# [TEXT TO READ]
···

Correlation analysis, as a lot of analysts know, is a vital tool for feature selection and multivariate analysis in data preprocessing and exploration. Correlation helps us investigate and establish relationships between variables, a strategy we employ in feature selection before any kind of statistical modeling or data analysis.
PCA (Principal Component Analysis) is a significant application of correlations between variables. We need to study the relationships between the variables involved in a dataset, to be able to create new variables that can reduce the number of original values, without compromising on the information contained in them. The new variables, also called principal components are formed on the basis of correlations between the existing original variables.So how do we decide what to use: the correlation matrix or the covariance matrix? Put simply, you should use the covariance matrix when the variables are on similar scales and the correlation matrix when the variables’ scales differ.
Now let's look at some examples. To help you with implementation, I’ll cover examples in both R and Python.
Let’s start by looking at how PCA results differ when computed with the correlation matrix versus the covariance matrix.
For the first example here, we’ll consider the ‘mtcars’ data set in R.
# Loading dataset in local R environment data(mtcars) # Print the first 10 rows of the dataset head(mtcars, 10)
We can see that all the columns are numerical and hence, we can move forward with analysis. We’ll use the prcomp() function from the ‘stats’ package for conducting the PCA.
PCA with Covariance Matrix
First, we’ll conduct the PCA with the covariance matrix. For that, we set the scale option to false:
# Setting the scale=FALSE option will use the covariance matrix to get the PCs cars.PC.cov = prcomp(mtcars[,-11], scale=FALSE) # sellecting the 11 columns by indexing mtcars
Here, cars.PC.cov is the result of the Principal Component Analysis on the mtcars data set using the covariance matrix. So, prcomp() returns five key measures: sdev, rotation, center, scale and x.
Let’s briefly go through all the measures here:
The center and scale provide the respective means and standard deviation of the variables that we used for normalization before implementing PCA.

···

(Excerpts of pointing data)
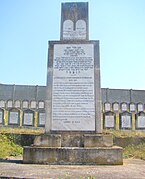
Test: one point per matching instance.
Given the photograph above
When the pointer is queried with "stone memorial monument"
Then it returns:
(73, 129)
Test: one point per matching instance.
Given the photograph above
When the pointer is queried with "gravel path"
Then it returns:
(131, 169)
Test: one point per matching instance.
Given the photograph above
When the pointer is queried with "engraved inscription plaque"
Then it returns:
(73, 106)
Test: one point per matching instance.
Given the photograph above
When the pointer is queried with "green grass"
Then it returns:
(8, 147)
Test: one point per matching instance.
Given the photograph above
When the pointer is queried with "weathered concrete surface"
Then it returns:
(73, 155)
(131, 169)
(98, 140)
(49, 140)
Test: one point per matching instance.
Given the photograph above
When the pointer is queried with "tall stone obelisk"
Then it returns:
(73, 82)
(73, 105)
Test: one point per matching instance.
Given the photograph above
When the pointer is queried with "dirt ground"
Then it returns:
(131, 169)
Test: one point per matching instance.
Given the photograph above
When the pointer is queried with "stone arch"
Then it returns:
(14, 116)
(17, 104)
(109, 120)
(81, 25)
(140, 121)
(1, 116)
(125, 120)
(28, 118)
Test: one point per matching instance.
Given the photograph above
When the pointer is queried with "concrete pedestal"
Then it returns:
(97, 150)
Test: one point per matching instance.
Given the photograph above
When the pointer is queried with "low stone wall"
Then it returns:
(27, 140)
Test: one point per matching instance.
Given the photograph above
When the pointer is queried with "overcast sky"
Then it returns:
(26, 26)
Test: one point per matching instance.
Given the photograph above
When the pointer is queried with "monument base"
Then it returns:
(101, 154)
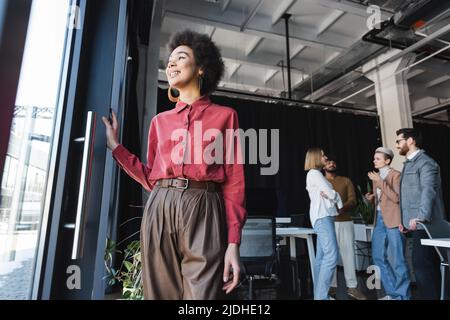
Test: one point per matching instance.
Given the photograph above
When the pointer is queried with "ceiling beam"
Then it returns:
(329, 21)
(251, 14)
(418, 89)
(281, 9)
(232, 70)
(437, 81)
(349, 7)
(264, 60)
(247, 87)
(333, 86)
(369, 93)
(269, 75)
(260, 26)
(253, 45)
(225, 5)
(297, 50)
(414, 73)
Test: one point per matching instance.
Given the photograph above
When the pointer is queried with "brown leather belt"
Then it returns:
(183, 183)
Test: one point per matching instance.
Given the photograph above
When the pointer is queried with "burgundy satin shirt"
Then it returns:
(174, 140)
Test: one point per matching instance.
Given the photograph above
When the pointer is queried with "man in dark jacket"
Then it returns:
(420, 201)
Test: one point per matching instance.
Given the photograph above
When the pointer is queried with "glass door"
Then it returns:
(59, 179)
(26, 169)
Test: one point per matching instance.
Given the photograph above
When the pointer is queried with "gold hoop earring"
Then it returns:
(200, 83)
(173, 94)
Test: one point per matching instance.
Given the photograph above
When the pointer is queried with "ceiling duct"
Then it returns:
(418, 13)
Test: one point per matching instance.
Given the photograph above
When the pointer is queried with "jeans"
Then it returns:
(345, 235)
(395, 273)
(326, 257)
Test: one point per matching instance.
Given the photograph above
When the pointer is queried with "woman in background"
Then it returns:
(386, 233)
(324, 204)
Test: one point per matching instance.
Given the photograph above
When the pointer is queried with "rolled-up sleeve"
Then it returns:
(233, 188)
(131, 164)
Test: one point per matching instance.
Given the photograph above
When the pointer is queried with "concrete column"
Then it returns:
(392, 96)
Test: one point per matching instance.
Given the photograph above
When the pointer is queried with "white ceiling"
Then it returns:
(251, 36)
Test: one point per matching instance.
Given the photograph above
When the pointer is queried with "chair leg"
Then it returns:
(442, 281)
(250, 288)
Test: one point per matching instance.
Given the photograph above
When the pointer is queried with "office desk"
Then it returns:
(443, 243)
(304, 233)
(438, 242)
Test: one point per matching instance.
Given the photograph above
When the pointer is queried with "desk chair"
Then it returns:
(258, 249)
(434, 231)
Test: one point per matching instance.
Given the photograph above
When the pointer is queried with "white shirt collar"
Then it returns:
(412, 155)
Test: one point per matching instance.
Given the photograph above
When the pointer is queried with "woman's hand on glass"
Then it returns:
(323, 195)
(370, 197)
(112, 128)
(232, 268)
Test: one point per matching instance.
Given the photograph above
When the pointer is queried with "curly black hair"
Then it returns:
(207, 56)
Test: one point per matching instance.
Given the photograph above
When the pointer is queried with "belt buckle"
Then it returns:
(186, 185)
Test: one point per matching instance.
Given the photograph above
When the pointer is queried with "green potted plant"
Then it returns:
(128, 275)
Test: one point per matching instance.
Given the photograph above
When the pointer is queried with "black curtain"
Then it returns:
(435, 139)
(352, 139)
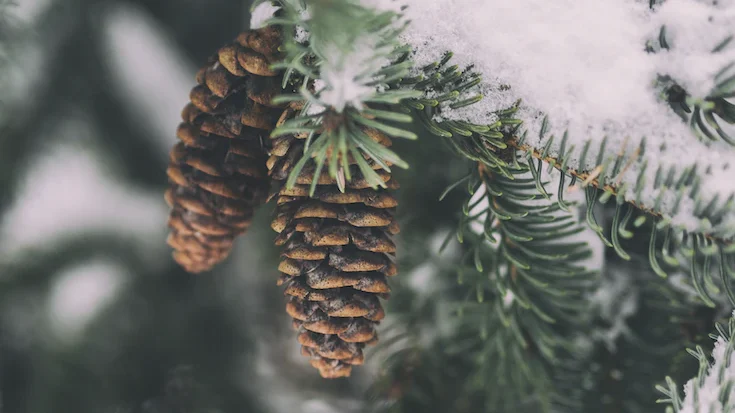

···

# [WHAT THE TASK ASKS]
Carry on the text about PCA with correlation and covariance matrices from the point where it stops. The material above plays no part in what comes next.

# [ANSWER FOR THE TASK]
sdev shows the standard deviation of principal components. In other words, sdev shows the square roots of the eigenvalues.
The rotation matrix contains the principal component loading. This is the most important result of the function. Each of the rotation matrix’s columns contains the principal component loading vector. We can represent the component loading as the correlation of a particular variable on the respective PC (principal component). It can assume both positive or negative. The higher the loading value, the higher the correlation. With the component loading information, you can easily interpret the PC’s key variable.
Matrix x has the principal component score vectors.
If you look at the prcomp function, you’ll see the ‘scale’ argument here is set to false as we specified in the input arguments.
Now, let’s look at the principal component loading vectors:
To help us interpret what we’re look at here, let’s plot these results.
To read this chart, look at the extreme ends (top, down, left and right). The first principal component (on the left and right) correspond to the measure of ‘disp’ and ‘hp.’ The second principal component (PC2) does not seem to have a strong measurement.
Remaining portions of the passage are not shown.